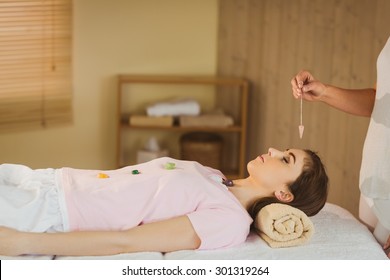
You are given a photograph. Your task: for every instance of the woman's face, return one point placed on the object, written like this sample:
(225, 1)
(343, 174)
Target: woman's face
(277, 168)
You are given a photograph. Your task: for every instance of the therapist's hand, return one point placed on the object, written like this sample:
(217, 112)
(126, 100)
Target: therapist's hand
(305, 83)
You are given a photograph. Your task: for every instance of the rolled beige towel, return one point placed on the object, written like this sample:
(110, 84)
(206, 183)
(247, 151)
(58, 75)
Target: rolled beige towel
(281, 225)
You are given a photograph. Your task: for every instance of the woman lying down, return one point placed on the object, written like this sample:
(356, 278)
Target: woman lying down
(182, 203)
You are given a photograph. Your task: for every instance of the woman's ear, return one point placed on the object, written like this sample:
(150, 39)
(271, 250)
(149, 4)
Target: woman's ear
(284, 196)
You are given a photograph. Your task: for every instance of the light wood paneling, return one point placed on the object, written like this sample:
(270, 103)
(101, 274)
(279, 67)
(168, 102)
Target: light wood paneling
(269, 41)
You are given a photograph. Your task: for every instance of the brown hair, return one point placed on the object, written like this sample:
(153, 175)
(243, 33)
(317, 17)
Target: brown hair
(310, 189)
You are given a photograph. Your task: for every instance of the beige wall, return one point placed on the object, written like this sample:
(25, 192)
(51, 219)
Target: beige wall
(112, 37)
(339, 41)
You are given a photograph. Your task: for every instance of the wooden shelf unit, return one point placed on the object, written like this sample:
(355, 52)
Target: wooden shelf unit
(224, 86)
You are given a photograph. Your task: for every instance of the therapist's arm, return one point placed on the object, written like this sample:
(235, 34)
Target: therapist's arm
(164, 236)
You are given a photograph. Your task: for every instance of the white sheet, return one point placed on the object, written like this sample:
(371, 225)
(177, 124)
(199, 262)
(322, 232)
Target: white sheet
(338, 236)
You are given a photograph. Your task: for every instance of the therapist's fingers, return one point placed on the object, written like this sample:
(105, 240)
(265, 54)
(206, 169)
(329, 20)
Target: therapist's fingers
(297, 82)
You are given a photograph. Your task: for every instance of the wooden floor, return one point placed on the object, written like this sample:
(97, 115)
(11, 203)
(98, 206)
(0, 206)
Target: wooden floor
(269, 41)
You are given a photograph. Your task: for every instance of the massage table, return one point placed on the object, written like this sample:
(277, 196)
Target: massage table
(338, 235)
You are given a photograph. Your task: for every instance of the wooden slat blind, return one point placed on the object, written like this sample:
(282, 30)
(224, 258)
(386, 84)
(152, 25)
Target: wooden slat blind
(35, 63)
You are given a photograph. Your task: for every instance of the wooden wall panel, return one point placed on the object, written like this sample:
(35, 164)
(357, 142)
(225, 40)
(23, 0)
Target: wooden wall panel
(269, 41)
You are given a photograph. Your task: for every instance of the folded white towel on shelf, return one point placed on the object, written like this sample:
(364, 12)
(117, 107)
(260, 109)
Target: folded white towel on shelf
(187, 107)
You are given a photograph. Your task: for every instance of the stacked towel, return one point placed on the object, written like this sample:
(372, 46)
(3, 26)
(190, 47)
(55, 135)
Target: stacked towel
(282, 225)
(174, 108)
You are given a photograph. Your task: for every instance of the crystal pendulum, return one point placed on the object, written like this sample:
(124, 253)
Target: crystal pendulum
(301, 127)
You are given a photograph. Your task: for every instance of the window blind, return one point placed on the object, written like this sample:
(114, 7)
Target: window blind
(35, 63)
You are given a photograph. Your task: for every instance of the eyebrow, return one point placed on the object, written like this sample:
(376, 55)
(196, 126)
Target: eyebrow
(291, 154)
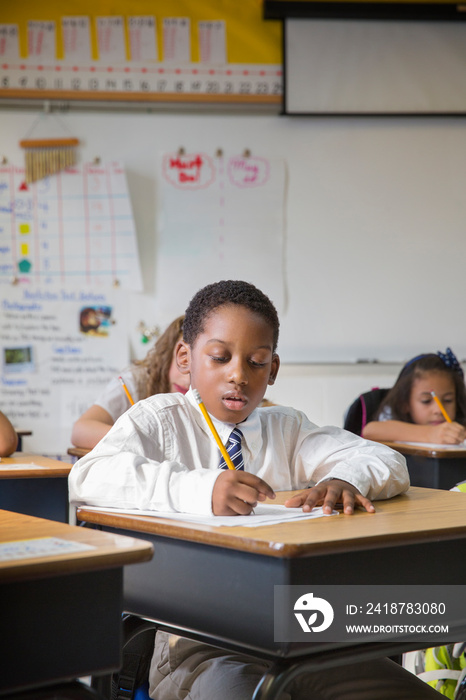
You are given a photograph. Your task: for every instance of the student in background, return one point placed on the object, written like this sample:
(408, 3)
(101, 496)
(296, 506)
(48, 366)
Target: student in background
(161, 456)
(409, 412)
(8, 437)
(156, 374)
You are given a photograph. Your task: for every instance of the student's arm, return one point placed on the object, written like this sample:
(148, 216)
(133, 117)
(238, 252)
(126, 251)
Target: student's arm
(395, 430)
(91, 427)
(142, 464)
(8, 437)
(329, 453)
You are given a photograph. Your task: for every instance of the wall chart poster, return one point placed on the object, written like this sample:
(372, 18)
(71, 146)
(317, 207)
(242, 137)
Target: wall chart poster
(222, 217)
(73, 227)
(58, 349)
(163, 50)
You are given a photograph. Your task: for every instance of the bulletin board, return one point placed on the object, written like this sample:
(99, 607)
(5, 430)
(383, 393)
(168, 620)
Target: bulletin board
(158, 50)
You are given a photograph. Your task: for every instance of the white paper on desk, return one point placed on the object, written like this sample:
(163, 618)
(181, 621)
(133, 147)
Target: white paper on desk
(41, 547)
(264, 514)
(8, 467)
(435, 445)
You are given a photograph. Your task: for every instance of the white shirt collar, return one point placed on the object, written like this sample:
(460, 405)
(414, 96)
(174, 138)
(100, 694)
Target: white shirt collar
(251, 427)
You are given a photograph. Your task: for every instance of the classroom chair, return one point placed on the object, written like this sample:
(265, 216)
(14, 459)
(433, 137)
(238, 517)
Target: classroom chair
(363, 410)
(130, 682)
(72, 690)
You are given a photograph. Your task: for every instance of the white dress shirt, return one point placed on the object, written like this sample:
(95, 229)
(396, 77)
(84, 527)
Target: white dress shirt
(160, 455)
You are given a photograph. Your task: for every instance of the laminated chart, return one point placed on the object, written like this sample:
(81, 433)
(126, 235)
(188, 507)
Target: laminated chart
(221, 217)
(168, 50)
(73, 227)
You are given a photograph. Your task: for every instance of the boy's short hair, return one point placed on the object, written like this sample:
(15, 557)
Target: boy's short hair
(211, 297)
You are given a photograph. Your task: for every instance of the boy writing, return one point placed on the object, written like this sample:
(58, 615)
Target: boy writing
(160, 455)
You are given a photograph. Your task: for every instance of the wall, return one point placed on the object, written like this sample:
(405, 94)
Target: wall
(375, 229)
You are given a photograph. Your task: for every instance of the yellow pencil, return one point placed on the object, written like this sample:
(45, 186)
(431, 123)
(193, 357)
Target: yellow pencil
(440, 405)
(213, 430)
(130, 398)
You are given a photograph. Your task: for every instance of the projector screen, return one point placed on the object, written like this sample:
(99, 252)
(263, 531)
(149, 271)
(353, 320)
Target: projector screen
(354, 66)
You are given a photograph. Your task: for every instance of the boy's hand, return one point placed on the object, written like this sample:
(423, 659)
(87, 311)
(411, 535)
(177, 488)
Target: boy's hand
(448, 433)
(328, 494)
(237, 492)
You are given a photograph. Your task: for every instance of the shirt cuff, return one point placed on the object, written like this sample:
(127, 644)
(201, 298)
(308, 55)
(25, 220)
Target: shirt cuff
(195, 496)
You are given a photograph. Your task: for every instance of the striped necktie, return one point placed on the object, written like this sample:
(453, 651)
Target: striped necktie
(234, 450)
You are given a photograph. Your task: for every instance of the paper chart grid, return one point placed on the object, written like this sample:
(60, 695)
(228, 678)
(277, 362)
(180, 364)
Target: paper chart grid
(76, 226)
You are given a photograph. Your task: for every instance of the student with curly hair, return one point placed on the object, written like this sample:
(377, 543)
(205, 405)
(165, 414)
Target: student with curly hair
(156, 374)
(410, 413)
(161, 457)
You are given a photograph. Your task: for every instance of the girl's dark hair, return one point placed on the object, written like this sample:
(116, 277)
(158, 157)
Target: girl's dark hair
(157, 362)
(223, 293)
(398, 397)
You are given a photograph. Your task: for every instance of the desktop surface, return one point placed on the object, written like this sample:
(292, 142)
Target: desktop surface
(396, 545)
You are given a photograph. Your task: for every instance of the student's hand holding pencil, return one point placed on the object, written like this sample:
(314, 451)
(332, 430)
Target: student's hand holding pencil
(237, 492)
(447, 433)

> Directions for this task
Copy the material above in full and exactly, skipping pictures.

> Response for this exercise
You are given a photograph. Your task: for every instance of the woman's face, return one point placed on the object, written like this sample:
(225, 1)
(343, 174)
Target: woman's face
(277, 168)
You are given a photograph. Your task: for every instance of the therapist's hand, return one point placed on the object, written like this sample:
(217, 112)
(126, 100)
Target: therapist's hand
(305, 83)
You are given a photograph. Your task: for every instance of the rolled beige towel, return one point placed on the object, written like this sample:
(110, 84)
(206, 183)
(247, 151)
(58, 75)
Target: rolled beige towel
(281, 225)
You are given a photograph. Your task: for every instance of the woman lying down, return one point placed on the object, written like this sample:
(356, 278)
Target: woman lying down
(182, 203)
You are given a photograph. Your task: for every instance of the woman's ear, return one point placed on the object, written like this sample:
(150, 39)
(271, 250)
(149, 4)
Target: woman's ear
(284, 196)
You are given a photograph. Your task: for every instance of the light wood paneling, return one point placed on the object, written like this sample:
(270, 103)
(101, 274)
(279, 67)
(168, 102)
Target: light wood paneling
(269, 41)
You are given a photograph. Your task: for every instance of the brown hair, return one point placed on the object, written like this sample:
(153, 175)
(243, 33)
(317, 17)
Target: brown hair
(310, 189)
You are given a photograph. Your task: for every instance of the beige wall, return one point placed on the object, written like this sample:
(25, 192)
(51, 219)
Target: beige wall
(112, 37)
(339, 41)
You are given a photograph. Your task: for every instance of the wooden shelf unit, return one point placed on the object, written like this sample:
(355, 52)
Target: wooden shelf unit
(224, 86)
You are given a photograph. Your task: for every instance of the therapist's arm, return one point placed on the object, written like this sample:
(235, 34)
Target: therapist's arm
(164, 236)
You are given a photograph. Your task: for every instance of the white sheet, return one point placed on the object, written like this sample:
(371, 225)
(177, 124)
(199, 262)
(322, 232)
Target: white sheet
(338, 236)
You are given a photograph. Your task: for every instance of the therapist's fingers, return one point placed on the object, written like this sample:
(105, 240)
(265, 54)
(206, 169)
(329, 20)
Target: therapist's fingers
(297, 82)
You are given a photograph. Your task: for every instance of the wooden floor, return one point placed on the object, written like this sample:
(97, 115)
(11, 203)
(98, 206)
(0, 206)
Target: wooden floor
(269, 41)
You are given a photograph. Your task: for every instance of the massage table, return one point placed on the object, written like this sample:
(277, 196)
Target: massage table
(338, 235)
You are given a photograph. Your task: for every instance of the wooden slat blind, return one point placed on the object, written like this sample:
(282, 30)
(224, 258)
(386, 84)
(152, 25)
Target: wooden slat blind
(35, 63)
You are given a photograph. Your task: for every instance of the wooden wall panel, return one point placed on the object, written like this sample:
(35, 164)
(357, 142)
(225, 40)
(23, 0)
Target: wooden wall panel
(269, 41)
You are given a photograph. Your task: for every instance of the folded white towel on shelf, return one point placed on the object, written like this sample:
(364, 12)
(117, 107)
(260, 109)
Target: folded white towel on shelf
(187, 107)
You are given a photograph. Your task: for every instance of the stacked towel, return one point placed on the object, written like this sample:
(372, 46)
(3, 26)
(190, 47)
(55, 135)
Target: stacked towel
(282, 225)
(174, 108)
You are given a photograph. Your task: for every instance of the crystal pendulum, return one point placed on the object, written like this sample:
(124, 253)
Target: crystal pendulum
(301, 127)
You are given a photograph. Your task: for every instance of the window blind, return one point placed on the object, written like this sample:
(114, 7)
Target: window blind
(35, 63)
You are given a photograph. Your task: for every instance of the eyebrow, return one point placed on the object, written like this sample:
(376, 55)
(196, 126)
Target: eyebrow
(291, 154)
You are given a photograph. Your task: for every instance of the student in background, return one point placed on the object, written like this sample:
(408, 3)
(101, 496)
(296, 506)
(48, 366)
Target: student in background
(161, 456)
(409, 412)
(8, 437)
(156, 374)
You are given a photograph. Your task: for every instance of the student's arm, return one point placed on the object, written like this sample:
(148, 216)
(133, 117)
(238, 252)
(126, 251)
Target: student's arm
(395, 430)
(91, 427)
(142, 464)
(8, 437)
(329, 453)
You are given a photograph. Your task: for every instance of the wall chart poster, return one point placed on the object, written like this sample:
(372, 18)
(71, 146)
(317, 207)
(242, 137)
Target: wall chart poster
(222, 217)
(73, 227)
(58, 349)
(163, 50)
You are given a photograph. Your task: for every instance of the bulletin board, return one point placed on the object, written like this sample:
(99, 607)
(5, 430)
(383, 393)
(168, 620)
Target: bulletin board
(158, 50)
You are given a photograph. Your task: for every instance of the white paper on desk, return one point placed on the object, written like this sample:
(163, 618)
(181, 621)
(133, 147)
Target: white paper on desk
(41, 547)
(264, 514)
(8, 467)
(435, 445)
You are given a photograph. Your task: for every instance of the white shirt collar, return one point placed on the object, written like this sample:
(460, 405)
(414, 96)
(174, 138)
(100, 694)
Target: white shirt collar
(251, 427)
You are given a photograph. Your task: for every instance of the classroom chair, return one point placed on the object, written like this sample:
(265, 216)
(14, 459)
(433, 137)
(238, 517)
Target: classroom chair
(363, 410)
(130, 682)
(72, 690)
You are given a photograph. Your task: for every instance of the white dress shirt, return one point placed on the object, written like this sample:
(95, 229)
(396, 77)
(84, 527)
Target: white dress shirt
(160, 455)
You are given a photograph. Your task: for every instance of the laminated chart, return one point placed on the object, written like this sample:
(81, 433)
(126, 235)
(188, 507)
Target: laminated chart
(221, 217)
(168, 50)
(73, 227)
You are given a photograph. Your task: for every instance of the boy's short hair, return one point placed on the object, written like this sample:
(15, 557)
Target: boy's short hair
(211, 297)
You are given a photograph. Your task: for every instance of the boy writing, return one point placed on the object, written like this sample:
(58, 615)
Target: boy writing
(160, 455)
You are given a photograph. Your task: for every instance of the wall, return one point placed on the object, written like this sample:
(405, 94)
Target: wall
(375, 229)
You are given a photograph. Your task: for every instance of the yellow pencil, return one point placed on the object, written like this sample:
(45, 186)
(431, 123)
(193, 357)
Target: yellow pencil
(440, 405)
(213, 430)
(130, 398)
You are given a photograph. Your task: for every instance of the projector screen, return one point placed on the object, written like this sample:
(99, 252)
(263, 531)
(149, 271)
(353, 320)
Target: projector screen
(354, 66)
You are given a photograph. Your task: for every instance of the boy's hand, return one point placed on the object, written like this sample:
(423, 659)
(87, 311)
(411, 535)
(177, 488)
Target: boy's hand
(448, 433)
(328, 494)
(237, 492)
You are given a photograph. Your task: for every instance of the shirt cuff, return one point placed on the object, written like this sample:
(127, 644)
(201, 298)
(308, 55)
(25, 220)
Target: shirt cuff
(195, 496)
You are given a photograph. Your task: for every instance of the striped necktie, return one point placed on the object, written like this sample:
(453, 651)
Target: striped necktie
(234, 450)
You are given a photograph. Your task: for every instance of the paper chart grid, return one point placed on the object, written like this sample:
(60, 695)
(228, 678)
(277, 362)
(180, 364)
Target: paper chart grid
(76, 226)
You are given a photograph. Your task: for every instance of the student with curly hair, return one point placed on the object, written like this sample:
(377, 543)
(205, 405)
(165, 414)
Target: student with curly hair
(156, 374)
(410, 413)
(161, 457)
You are given a photograph. Your task: for every instance of the girl's dark hair, return one point placed on the object, written like this sample:
(116, 277)
(158, 157)
Target: girl's dark hair
(157, 362)
(223, 293)
(398, 397)
You are given a photograph. Your task: for every instance of the desktop surface, return one point placed on the object, written like this sample:
(292, 142)
Target: desktop surface
(396, 545)
You are given a photograph. Your task: for every instance of the student's hand holding pencil, return one point placed on the object, written like this sample:
(314, 451)
(332, 430)
Target: student's hand holding pencil
(237, 492)
(447, 433)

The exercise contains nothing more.